Document text »
================================
IN THE 1970s and 1980s self-proclaimed "revisionists" in the field of Soviet history took over many of the leading university chairs in the United States, England, and Germany, and by means of patronage more appropriate to politics than scholarship, imposed their views on students and professional organizations. The consequence has been a stultifying form of "political correctness" in the writing and teaching of twentieth-century Russian history. Such thought control is a new and highly disturbing phenomenon with no obvious parallel in any other branch of historiography, save possibly Black studies.(1)

"Revisionism" originally referred to the views of Eduard Bernstein, who a century ago called on the German Social-Democrats to abandon Marx's theory of revolution as invalidated by events and adopt in its place an evolutionary ideology. More recently it has come to define diverse schools of Western historians who challenged the traditional views of their countries' histories by employing a class approach close to but not slavishly imitative of Marx's. (In the German field it has been applied to those pseudo-academics who deny that the Nazis carried out a program of mass extermination of Jews, but that is another matter.) One of these schools has made it its mission to reformulate the view of Soviet history prevalent in the West, in order to supplant it with what it claims to be a more balanced and less politically motivated interpretation. In practice, the "revisionist" conception of the origins of the Soviet state comes close to that promoted by the now defunct communist establishment.
================================
Data supplied »
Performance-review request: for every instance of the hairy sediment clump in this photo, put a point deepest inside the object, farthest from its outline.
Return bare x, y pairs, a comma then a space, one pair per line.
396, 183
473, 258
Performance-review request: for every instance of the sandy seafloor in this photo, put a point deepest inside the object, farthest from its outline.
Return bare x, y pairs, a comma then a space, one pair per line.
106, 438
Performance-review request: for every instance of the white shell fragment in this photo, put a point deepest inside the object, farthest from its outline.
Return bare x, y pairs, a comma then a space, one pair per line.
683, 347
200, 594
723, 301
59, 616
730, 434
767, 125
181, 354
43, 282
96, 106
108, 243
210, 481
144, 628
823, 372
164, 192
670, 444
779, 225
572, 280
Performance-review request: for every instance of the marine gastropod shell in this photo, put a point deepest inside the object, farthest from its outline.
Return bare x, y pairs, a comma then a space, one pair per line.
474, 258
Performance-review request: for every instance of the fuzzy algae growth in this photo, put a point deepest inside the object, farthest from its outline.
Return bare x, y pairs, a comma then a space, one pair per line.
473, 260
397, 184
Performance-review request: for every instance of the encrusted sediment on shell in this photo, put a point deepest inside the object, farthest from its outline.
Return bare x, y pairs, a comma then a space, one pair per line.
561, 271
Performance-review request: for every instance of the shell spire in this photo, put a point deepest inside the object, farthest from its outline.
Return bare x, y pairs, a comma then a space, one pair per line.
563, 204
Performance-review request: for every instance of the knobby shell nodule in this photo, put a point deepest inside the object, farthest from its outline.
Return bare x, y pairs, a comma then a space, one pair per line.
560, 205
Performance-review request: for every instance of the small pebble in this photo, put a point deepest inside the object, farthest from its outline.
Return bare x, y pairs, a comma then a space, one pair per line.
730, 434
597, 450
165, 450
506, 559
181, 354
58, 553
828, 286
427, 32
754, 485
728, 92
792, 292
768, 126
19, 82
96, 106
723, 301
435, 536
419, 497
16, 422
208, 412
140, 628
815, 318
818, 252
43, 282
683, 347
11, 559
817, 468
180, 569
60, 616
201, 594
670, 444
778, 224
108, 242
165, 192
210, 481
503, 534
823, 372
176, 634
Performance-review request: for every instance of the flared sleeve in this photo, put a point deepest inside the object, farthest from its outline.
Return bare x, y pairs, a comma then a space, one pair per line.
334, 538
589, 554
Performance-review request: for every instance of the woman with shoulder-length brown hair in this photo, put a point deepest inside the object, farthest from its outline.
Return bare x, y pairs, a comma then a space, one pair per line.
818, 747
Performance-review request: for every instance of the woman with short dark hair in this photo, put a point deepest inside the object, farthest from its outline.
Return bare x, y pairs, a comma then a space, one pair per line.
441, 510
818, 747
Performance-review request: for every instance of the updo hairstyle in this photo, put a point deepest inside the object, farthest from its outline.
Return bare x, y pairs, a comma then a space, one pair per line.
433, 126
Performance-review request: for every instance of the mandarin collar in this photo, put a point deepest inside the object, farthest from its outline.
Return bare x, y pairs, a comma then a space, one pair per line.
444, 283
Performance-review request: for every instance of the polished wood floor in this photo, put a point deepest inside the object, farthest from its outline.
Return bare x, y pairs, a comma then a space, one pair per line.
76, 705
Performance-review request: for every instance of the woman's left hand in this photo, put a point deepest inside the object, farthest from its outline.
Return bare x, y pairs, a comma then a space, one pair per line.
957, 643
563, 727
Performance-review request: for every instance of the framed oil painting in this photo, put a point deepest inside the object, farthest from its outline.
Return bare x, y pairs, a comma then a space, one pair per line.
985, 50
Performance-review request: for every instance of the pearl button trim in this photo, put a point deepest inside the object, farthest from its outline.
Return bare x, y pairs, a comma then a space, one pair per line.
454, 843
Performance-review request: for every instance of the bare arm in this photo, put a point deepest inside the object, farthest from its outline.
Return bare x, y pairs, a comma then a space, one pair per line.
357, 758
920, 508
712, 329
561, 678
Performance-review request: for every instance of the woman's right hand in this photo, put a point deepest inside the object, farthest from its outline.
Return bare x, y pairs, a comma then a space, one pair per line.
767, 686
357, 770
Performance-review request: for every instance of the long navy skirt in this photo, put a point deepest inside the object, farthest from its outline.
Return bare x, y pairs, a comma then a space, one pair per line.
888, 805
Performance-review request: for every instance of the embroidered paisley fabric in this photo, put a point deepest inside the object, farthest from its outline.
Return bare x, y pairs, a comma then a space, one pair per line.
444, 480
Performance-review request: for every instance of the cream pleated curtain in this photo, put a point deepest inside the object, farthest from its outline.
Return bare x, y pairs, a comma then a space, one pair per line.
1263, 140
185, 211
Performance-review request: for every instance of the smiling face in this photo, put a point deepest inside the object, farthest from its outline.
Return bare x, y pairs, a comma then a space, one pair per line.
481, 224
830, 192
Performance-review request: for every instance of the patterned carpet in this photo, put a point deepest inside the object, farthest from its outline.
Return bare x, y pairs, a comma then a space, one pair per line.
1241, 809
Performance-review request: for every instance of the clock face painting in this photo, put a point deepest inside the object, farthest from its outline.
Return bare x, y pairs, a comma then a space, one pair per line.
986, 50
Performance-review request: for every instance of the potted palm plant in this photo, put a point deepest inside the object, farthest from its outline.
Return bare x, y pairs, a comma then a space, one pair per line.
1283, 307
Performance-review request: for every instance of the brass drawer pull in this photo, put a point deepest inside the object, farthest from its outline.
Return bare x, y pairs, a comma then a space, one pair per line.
================================
Problems »
1. Summarize the passage on Soviet history revisionism in two sentences.
2. List every country that the passage on Soviet history revisionism names as a place where "revisionists" took over leading university chairs.
3. Resume the passage on Soviet history revisionism from the point where it stops.
The rows come from a separate source and have no connection to the passage on Soviet history revisionism.

Exercise results »
1. The passage argues that in the 1970s and 1980s self-proclaimed "revisionists" took over many leading university chairs in Soviet history in the United States, England, and Germany and used patronage to impose their views, producing a stultifying form of "political correctness" in the field. It traces "revisionism" from Eduard Bernstein's call for an evolutionary ideology to Western historians who used a class approach close to Marx's, one school of which claims to offer a more balanced view of Soviet history but in practice comes close to the view promoted by the now defunct communist establishment.

2.
United States
England
Germany

3.
Revisionism emerged in the United States and England in the 1960's, when all the branches of the social sciences underwent radicalization. Its methodology was inspired by the French Annales school and the writings of the British radical historian and publicist, E.P. Thompson, especially his Making of the English Working Class (1963). Derivatively, it was, of course, influenced by Marx and Engels. It was the onset of detente, when the hostility toward communism was being softened by the quest for an understanding with Moscow, an attitude which led to emphasis of its positive features and attribution of responsibility for the Cold War to the West.

These shifts ...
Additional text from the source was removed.